Rows excerpted from a collection
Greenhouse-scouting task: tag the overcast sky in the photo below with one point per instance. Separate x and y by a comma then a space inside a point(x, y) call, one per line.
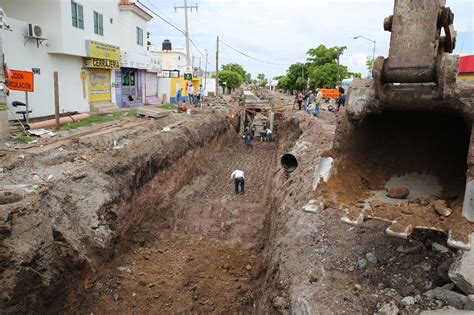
point(282, 31)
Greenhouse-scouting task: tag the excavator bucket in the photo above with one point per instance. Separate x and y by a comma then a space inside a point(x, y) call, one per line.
point(404, 147)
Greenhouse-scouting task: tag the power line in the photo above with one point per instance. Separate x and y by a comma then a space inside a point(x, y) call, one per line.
point(174, 26)
point(250, 57)
point(162, 18)
point(162, 13)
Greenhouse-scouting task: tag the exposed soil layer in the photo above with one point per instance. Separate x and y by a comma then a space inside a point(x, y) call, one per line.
point(195, 252)
point(315, 264)
point(91, 195)
point(392, 145)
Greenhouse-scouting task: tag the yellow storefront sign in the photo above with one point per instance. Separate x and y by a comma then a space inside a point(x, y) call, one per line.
point(102, 51)
point(99, 86)
point(101, 63)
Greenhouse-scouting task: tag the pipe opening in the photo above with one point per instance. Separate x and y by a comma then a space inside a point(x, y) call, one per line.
point(289, 162)
point(7, 197)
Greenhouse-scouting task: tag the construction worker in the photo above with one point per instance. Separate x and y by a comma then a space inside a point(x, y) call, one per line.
point(319, 99)
point(191, 93)
point(239, 181)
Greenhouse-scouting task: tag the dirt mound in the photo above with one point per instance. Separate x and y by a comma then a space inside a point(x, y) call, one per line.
point(409, 148)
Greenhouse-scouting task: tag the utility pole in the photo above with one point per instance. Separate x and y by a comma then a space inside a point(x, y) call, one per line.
point(217, 67)
point(186, 7)
point(4, 125)
point(205, 71)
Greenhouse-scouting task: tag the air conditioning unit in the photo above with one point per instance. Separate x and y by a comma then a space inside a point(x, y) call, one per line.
point(35, 31)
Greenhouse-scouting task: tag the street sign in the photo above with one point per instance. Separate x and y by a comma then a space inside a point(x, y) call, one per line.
point(188, 76)
point(21, 81)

Task ▸
Can you output all the rows above as a two-column CSV with the headers instruction and answer, one CSV line per row, each field in quotes and with line breaks replaced by spaces? Leave the pictures out.

Output of the task ▸
instruction,answer
"Greenhouse-scouting task: tag the overcast sky in the photo below with one point per instance. Separate x and y by a comma then a space inside a point(x, y) call, one per line.","point(282, 31)"
"Greenhouse-scouting task: tag the excavator bucket in the photo above with one point per instance. Separate x and y by a comma then a space inside a point(x, y) call, one per line.","point(404, 147)"
"Greenhouse-scouting task: tag the power line in the photo above with one point per instance. Separate x and y by a comma then a space inside a point(x, y) call, one per line.","point(174, 26) point(250, 57) point(162, 18) point(162, 13)"
"Greenhouse-scouting task: tag the exposed soil layer in the photo above with one point per instance. Separate x and y by a comma then a space inside a point(x, y) call, one per line.","point(195, 252) point(315, 264) point(91, 195) point(392, 145)"
"Greenhouse-scouting task: tag the yellow storefront sign in the photo above with one point per instance. Separate x and y by a comma then a space inside a point(x, y) call, one per line.","point(102, 51) point(99, 86) point(101, 63)"
"Greenhouse-scouting task: tag the pipe opening in the photo above with one point per instance. Separate x and y by a comma then a space inside a point(x, y) call, one per line.","point(289, 162) point(7, 197)"
"Greenhouse-scouting task: tag the construction worker in the photo above with one point per instance. Separate x and y by a comma then a space inside a point(x, y) call, one per line.","point(319, 99) point(191, 93) point(239, 181)"
"Greenhouse-scouting task: tag the dirt mound in the photo above with one point per instance. Separate x and y by a comma then a space inside a point(x, y) call, one per line.","point(409, 148)"
"Greenhouse-scouting task: tag the utility pole in the photo above with one point per instance. Separate x and y by a comma then a space inside a point(x, y) call, one per line.","point(217, 67) point(186, 7) point(4, 125) point(205, 71)"
"Greenhouse-scouting task: tag the air conditioning unit in the photo above with one point per instance. Separate x and y by a comma then a space inside a point(x, y) call, one per line.","point(35, 31)"
"Greenhouse-scouting task: tag the street sign in the photo above with one point per instance. Separate x and y by a comma then a space inside a point(x, y) call, one per line.","point(188, 76) point(21, 81)"